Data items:
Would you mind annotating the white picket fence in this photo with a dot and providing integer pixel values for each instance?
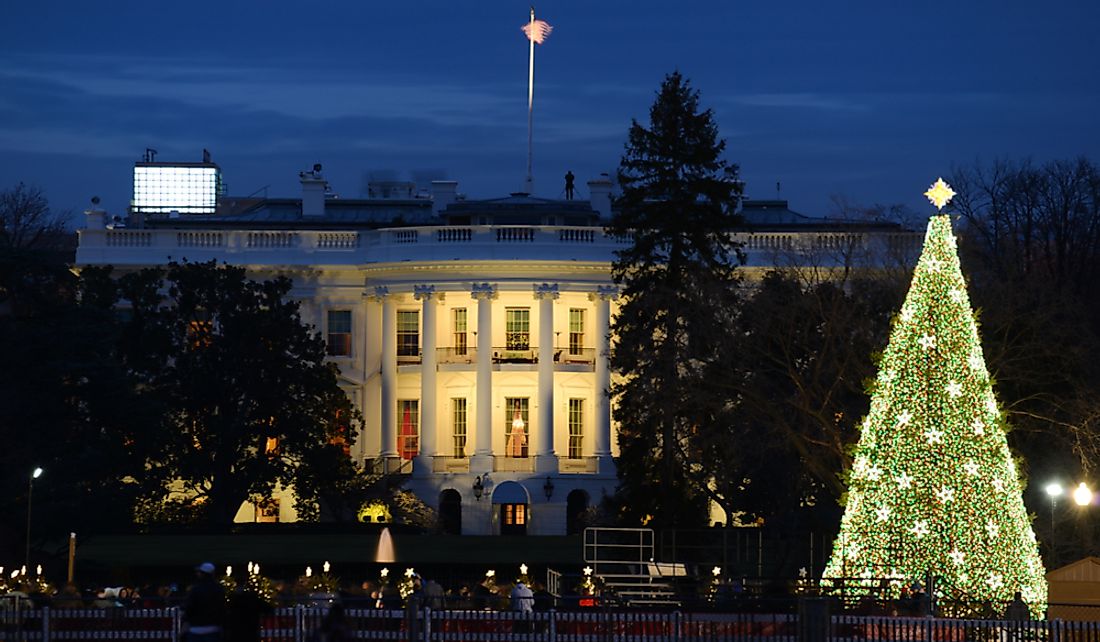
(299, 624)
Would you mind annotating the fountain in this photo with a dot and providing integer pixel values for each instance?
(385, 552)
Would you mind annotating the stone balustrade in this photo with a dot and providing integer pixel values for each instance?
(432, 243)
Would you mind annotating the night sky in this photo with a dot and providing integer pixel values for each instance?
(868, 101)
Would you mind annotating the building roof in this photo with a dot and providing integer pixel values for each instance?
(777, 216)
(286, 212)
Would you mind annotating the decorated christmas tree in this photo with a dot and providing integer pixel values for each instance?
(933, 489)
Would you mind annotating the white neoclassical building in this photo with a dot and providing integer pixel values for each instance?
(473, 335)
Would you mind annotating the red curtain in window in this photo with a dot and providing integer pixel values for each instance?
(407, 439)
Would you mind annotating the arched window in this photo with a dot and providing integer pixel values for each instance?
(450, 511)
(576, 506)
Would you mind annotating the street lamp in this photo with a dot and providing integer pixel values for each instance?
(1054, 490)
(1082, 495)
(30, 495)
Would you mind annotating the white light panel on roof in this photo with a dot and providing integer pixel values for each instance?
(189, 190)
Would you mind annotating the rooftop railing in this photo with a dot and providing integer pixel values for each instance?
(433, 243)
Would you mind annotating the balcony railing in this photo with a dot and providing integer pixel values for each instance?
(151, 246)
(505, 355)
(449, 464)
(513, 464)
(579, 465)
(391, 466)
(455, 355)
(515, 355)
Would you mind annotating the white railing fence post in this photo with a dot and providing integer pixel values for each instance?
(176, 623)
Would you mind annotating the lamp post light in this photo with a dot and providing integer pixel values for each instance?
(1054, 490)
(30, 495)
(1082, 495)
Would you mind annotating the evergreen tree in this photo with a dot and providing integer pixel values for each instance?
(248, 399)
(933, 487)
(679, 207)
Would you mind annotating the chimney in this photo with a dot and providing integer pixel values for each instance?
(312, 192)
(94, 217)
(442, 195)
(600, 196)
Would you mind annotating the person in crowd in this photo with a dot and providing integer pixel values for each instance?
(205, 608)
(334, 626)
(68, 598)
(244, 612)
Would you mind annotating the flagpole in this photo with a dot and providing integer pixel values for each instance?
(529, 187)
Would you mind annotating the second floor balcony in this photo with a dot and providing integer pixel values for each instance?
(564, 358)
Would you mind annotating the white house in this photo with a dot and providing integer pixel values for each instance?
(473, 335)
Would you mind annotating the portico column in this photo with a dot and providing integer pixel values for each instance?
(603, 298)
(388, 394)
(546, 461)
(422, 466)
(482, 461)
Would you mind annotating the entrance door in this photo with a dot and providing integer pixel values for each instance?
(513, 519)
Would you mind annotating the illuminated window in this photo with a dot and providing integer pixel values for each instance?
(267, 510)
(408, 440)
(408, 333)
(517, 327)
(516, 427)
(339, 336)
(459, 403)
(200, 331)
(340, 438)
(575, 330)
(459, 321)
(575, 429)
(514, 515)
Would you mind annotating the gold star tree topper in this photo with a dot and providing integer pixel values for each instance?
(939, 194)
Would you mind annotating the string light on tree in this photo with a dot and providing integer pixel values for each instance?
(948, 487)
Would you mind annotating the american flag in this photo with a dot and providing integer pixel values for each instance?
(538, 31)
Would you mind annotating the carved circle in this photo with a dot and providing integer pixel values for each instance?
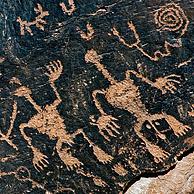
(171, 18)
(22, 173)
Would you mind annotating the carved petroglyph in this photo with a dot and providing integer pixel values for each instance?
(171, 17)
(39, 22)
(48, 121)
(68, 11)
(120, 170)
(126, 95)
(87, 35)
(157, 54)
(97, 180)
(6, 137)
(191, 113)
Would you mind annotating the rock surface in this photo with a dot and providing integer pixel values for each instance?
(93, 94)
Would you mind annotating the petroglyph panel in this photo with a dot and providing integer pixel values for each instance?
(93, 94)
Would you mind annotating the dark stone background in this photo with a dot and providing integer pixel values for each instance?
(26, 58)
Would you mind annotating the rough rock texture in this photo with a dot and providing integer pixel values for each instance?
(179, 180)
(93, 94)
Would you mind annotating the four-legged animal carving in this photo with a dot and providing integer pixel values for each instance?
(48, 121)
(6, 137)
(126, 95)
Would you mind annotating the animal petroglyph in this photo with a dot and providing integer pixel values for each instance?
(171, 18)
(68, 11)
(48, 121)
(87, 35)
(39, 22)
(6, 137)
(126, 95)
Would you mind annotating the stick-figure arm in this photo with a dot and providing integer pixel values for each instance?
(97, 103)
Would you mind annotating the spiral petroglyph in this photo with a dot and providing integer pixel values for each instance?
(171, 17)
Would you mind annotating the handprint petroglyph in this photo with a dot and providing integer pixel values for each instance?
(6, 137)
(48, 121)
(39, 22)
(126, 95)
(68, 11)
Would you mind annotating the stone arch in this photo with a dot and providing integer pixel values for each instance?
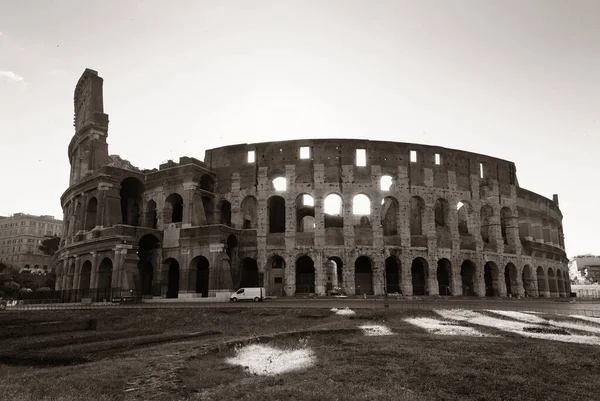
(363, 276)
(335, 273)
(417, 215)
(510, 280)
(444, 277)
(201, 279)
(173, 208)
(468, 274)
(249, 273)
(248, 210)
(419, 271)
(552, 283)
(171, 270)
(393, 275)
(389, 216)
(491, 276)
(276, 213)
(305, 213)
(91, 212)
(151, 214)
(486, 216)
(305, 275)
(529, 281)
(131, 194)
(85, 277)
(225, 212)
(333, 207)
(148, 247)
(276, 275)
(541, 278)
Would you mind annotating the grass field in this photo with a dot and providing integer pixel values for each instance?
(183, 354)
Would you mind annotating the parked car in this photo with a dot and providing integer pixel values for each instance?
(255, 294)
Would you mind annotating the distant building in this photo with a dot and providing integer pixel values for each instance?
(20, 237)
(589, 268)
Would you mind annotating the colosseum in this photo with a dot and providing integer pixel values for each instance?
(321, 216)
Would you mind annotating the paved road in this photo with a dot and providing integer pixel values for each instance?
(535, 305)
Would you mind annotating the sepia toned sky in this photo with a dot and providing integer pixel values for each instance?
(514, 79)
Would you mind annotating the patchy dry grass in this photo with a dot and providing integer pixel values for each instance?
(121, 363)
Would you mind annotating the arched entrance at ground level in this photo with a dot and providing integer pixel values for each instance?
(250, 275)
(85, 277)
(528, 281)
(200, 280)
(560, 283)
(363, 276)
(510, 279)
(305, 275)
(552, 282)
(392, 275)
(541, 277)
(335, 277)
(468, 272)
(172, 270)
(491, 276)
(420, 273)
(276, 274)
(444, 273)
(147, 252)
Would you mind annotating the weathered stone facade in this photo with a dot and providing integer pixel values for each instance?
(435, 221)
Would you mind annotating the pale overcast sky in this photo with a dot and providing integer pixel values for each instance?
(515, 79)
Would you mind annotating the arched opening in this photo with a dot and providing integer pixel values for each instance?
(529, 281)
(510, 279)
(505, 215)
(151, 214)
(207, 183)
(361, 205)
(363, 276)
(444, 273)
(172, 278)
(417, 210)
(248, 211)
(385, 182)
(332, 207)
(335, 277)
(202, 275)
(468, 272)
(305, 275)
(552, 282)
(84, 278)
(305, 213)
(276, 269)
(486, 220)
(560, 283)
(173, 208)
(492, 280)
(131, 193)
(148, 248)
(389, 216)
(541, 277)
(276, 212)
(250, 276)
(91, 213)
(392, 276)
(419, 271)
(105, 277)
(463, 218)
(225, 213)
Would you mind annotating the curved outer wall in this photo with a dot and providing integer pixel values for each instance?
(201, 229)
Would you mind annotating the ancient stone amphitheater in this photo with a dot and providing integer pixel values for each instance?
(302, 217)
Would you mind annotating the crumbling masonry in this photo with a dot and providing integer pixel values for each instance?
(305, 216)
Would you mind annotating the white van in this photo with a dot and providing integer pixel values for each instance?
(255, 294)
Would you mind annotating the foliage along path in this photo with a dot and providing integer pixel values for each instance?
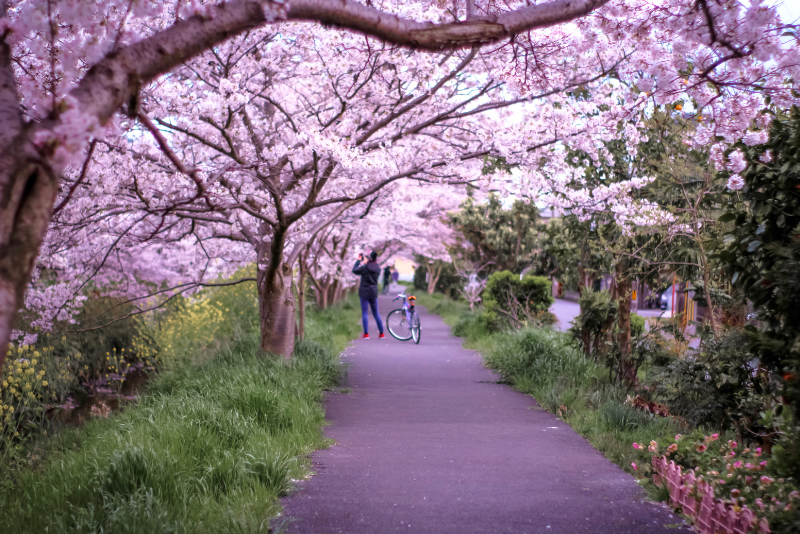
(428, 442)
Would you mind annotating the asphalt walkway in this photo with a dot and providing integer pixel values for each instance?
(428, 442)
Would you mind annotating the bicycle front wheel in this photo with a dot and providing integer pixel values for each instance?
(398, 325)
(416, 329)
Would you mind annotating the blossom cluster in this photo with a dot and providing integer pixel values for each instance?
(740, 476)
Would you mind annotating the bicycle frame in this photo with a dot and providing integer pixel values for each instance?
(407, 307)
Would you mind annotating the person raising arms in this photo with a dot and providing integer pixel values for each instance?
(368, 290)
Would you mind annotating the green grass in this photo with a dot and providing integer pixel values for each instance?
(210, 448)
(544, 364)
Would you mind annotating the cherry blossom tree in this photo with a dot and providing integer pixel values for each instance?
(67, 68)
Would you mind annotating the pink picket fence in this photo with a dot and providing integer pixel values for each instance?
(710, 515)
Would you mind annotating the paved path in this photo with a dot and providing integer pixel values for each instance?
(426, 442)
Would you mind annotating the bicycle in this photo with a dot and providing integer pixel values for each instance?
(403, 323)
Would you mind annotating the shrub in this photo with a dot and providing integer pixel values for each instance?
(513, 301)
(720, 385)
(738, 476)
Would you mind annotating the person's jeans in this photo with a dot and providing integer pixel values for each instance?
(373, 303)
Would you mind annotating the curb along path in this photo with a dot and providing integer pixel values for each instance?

• What you need to do:
Beginning with the line that contains "Would you mind annotating the cherry", repeat every line through the end of the records and nothing more.

• Final answer:
Would you mind annotating the cherry blossom tree in this photo with a dot and providing integer pixel values for each instance?
(67, 68)
Would you mind annotating the pink picket fence in this photo with a dot and providing integer pixel values for each instance?
(710, 515)
Would you mind annotating the paved path in this photo with a dot and providing integer pixel values for each instance?
(426, 442)
Would you mind annotating the bicycle in this photo with a dot and providing integer pixel values for each instance?
(403, 323)
Would you mind annotating the shrub in this photo with a dot and providing integer pixel values for each instance?
(513, 301)
(720, 385)
(738, 476)
Would you mind annotating the person's jeans in this photo with a dot and providing integer pixel values for each instance?
(373, 303)
Would you mind annotating the curb along path in this photo with a dot and providing integer pixel values for each instance?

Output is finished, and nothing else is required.